Work to complete: Give only the number of lines below that contain the string "building", matching case exactly.

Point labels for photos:

◇ ◇ ◇ ◇ ◇

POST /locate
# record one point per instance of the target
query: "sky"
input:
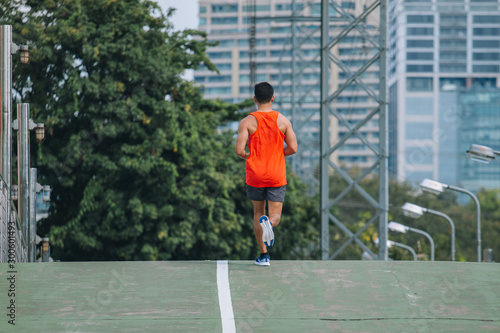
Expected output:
(186, 15)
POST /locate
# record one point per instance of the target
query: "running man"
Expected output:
(265, 130)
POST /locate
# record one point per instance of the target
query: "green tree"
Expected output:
(138, 167)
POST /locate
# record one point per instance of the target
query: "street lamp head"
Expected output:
(40, 132)
(24, 54)
(395, 226)
(412, 210)
(46, 193)
(14, 193)
(433, 187)
(389, 243)
(480, 153)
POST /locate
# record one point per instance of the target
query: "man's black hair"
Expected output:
(264, 92)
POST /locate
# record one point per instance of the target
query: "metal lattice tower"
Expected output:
(341, 79)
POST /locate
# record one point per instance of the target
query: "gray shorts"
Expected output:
(266, 193)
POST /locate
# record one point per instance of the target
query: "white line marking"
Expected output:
(225, 304)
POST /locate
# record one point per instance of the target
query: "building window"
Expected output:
(419, 31)
(224, 67)
(486, 56)
(288, 6)
(227, 8)
(486, 68)
(419, 68)
(281, 53)
(450, 84)
(486, 31)
(258, 8)
(246, 54)
(420, 155)
(219, 55)
(419, 56)
(416, 43)
(258, 77)
(452, 68)
(219, 78)
(453, 19)
(419, 84)
(450, 55)
(420, 19)
(217, 91)
(348, 5)
(418, 130)
(486, 19)
(419, 105)
(460, 32)
(258, 42)
(224, 20)
(223, 42)
(453, 43)
(486, 44)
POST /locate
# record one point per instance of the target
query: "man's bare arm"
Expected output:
(291, 141)
(241, 140)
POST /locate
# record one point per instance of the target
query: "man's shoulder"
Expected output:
(282, 118)
(248, 121)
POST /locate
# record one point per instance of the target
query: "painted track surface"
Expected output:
(288, 296)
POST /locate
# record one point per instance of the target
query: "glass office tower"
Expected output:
(438, 49)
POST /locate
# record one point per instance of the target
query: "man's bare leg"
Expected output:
(259, 209)
(275, 208)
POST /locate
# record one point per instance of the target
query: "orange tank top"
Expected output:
(266, 164)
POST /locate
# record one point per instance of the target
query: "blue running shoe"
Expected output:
(267, 228)
(264, 260)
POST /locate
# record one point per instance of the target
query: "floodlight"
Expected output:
(432, 186)
(395, 226)
(481, 154)
(412, 210)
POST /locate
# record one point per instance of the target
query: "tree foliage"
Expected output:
(138, 168)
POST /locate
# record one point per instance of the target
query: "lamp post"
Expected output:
(395, 226)
(482, 154)
(390, 243)
(434, 187)
(415, 212)
(7, 49)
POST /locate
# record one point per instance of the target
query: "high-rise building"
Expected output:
(437, 49)
(287, 55)
(480, 124)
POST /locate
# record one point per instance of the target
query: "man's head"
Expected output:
(264, 93)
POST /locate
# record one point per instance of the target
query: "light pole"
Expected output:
(415, 212)
(7, 49)
(434, 187)
(482, 154)
(395, 226)
(390, 243)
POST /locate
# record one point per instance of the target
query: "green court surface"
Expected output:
(288, 296)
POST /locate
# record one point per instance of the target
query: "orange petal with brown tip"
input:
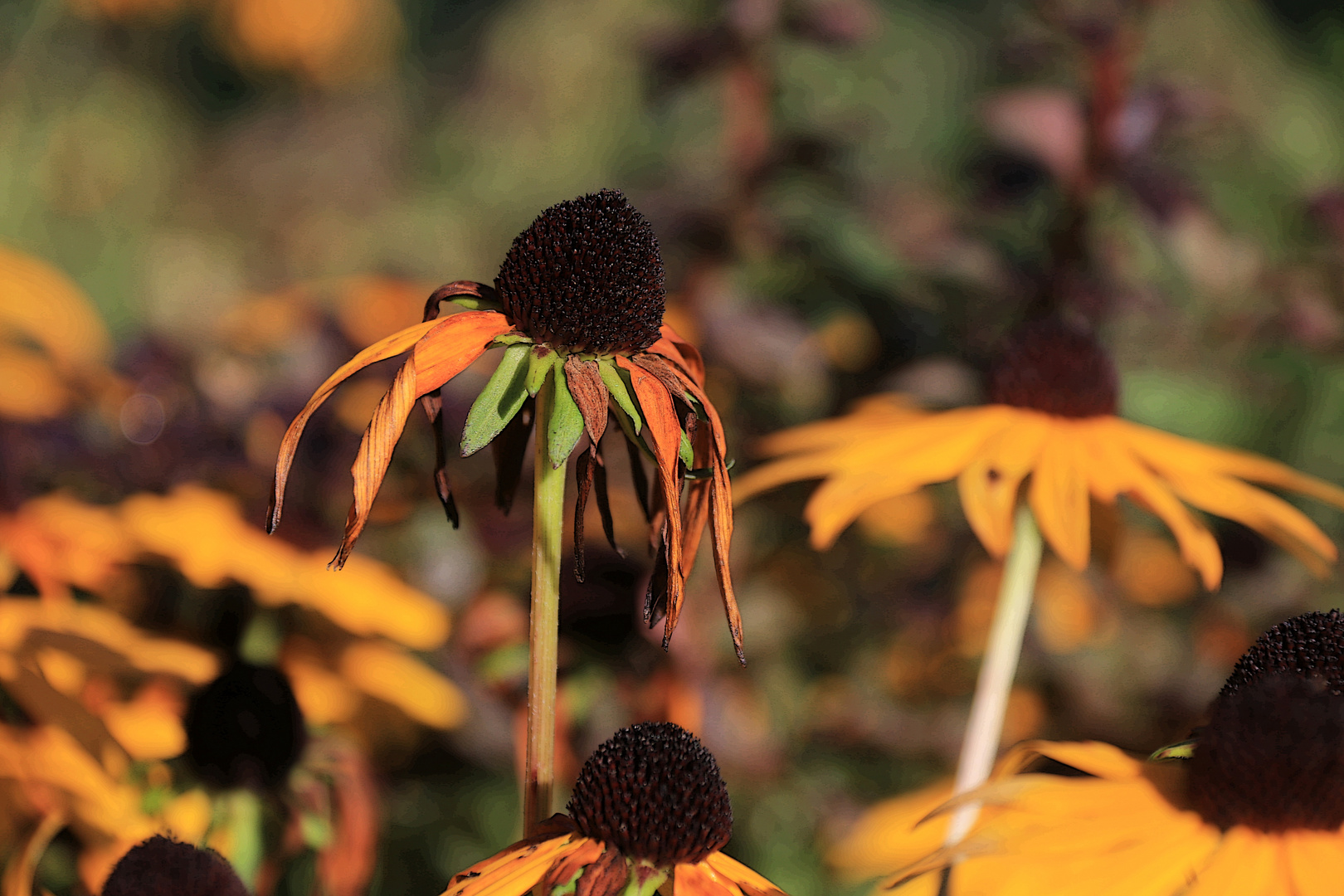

◇ ◇ ◇ ◇ ◇

Answer below: 2